- **Work instructions**: What follows is a set of entries. Give them again exactly, without the pictures.

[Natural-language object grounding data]
-------------------------

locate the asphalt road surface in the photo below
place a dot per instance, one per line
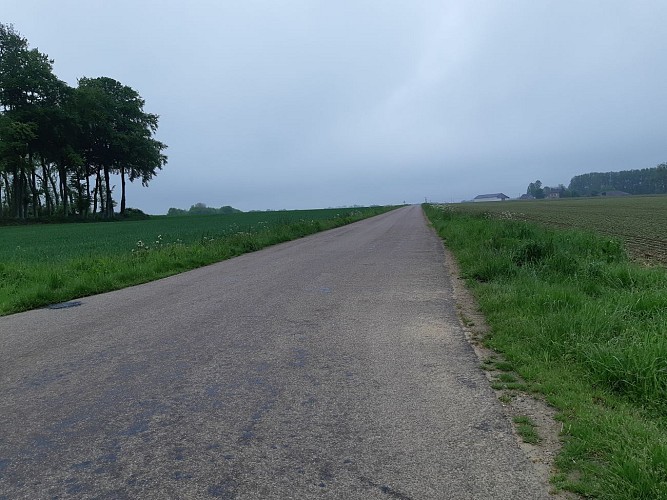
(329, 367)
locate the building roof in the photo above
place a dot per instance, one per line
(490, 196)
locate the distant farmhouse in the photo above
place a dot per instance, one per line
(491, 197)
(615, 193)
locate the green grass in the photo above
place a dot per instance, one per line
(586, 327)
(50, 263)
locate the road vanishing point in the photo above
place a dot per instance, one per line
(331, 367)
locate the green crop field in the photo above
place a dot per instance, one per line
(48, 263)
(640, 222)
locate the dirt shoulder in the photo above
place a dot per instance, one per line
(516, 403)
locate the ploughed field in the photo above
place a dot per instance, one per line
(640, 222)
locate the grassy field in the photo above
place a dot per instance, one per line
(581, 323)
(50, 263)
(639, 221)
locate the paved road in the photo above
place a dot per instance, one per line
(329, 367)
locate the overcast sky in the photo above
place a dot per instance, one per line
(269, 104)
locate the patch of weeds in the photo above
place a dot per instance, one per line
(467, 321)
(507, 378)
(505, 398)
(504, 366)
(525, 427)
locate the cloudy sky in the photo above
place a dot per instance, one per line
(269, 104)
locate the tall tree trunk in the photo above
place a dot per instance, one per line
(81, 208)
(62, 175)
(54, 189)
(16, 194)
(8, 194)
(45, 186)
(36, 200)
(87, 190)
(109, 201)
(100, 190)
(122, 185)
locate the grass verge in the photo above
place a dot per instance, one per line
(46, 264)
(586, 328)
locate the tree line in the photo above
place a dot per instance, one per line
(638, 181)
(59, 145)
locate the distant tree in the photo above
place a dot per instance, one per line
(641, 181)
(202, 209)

-------------------------

- **Answer area**:
locate the asphalt road surface in the photo below
place a dot per instance, one per line
(329, 367)
locate the building roof in the photo above
place a dot per instance, one per line
(490, 196)
locate the distant farmhouse in the photo above
place a dot per instance, one per line
(491, 197)
(615, 193)
locate the green grass in the photo above
place a dot per instance, one per line
(586, 327)
(50, 263)
locate the road vanishing point in the photo above
place a dot per instance, one per line
(331, 367)
locate the green crop field in the photo above
place a dot per instance, one per line
(48, 263)
(640, 222)
locate the dirt shoulder in the photo above
place a dot per instance, one per line
(516, 403)
locate the ploughed field in the photo above
place a dot per instance, one per line
(640, 222)
locate the grassy field in the photo above
place a dot per instance, one per line
(581, 323)
(50, 263)
(639, 221)
locate the paved road in the photo above
place a dot per instance, one per line
(329, 367)
locate the overcast sky in the photo above
place a dot per instance, one per line
(269, 104)
locate the patch of weeds in the photo above
place a dot per instance, one per line
(467, 321)
(507, 378)
(505, 398)
(504, 366)
(525, 427)
locate the cloudy sky in the photo above
place a dot per instance, one per line
(269, 104)
locate the tall tree trunk in the photo above
place a dot per instance, one per line
(81, 208)
(62, 175)
(54, 189)
(16, 194)
(8, 194)
(45, 186)
(36, 200)
(87, 190)
(109, 201)
(100, 190)
(122, 185)
locate the grass verge in the photo above
place a dot per instance, one per line
(46, 264)
(586, 328)
locate the tree line in the photo above
place a dot per instance, one per line
(638, 181)
(59, 145)
locate the distant tree in the photo above
place a dot per instance, one per line
(641, 181)
(202, 209)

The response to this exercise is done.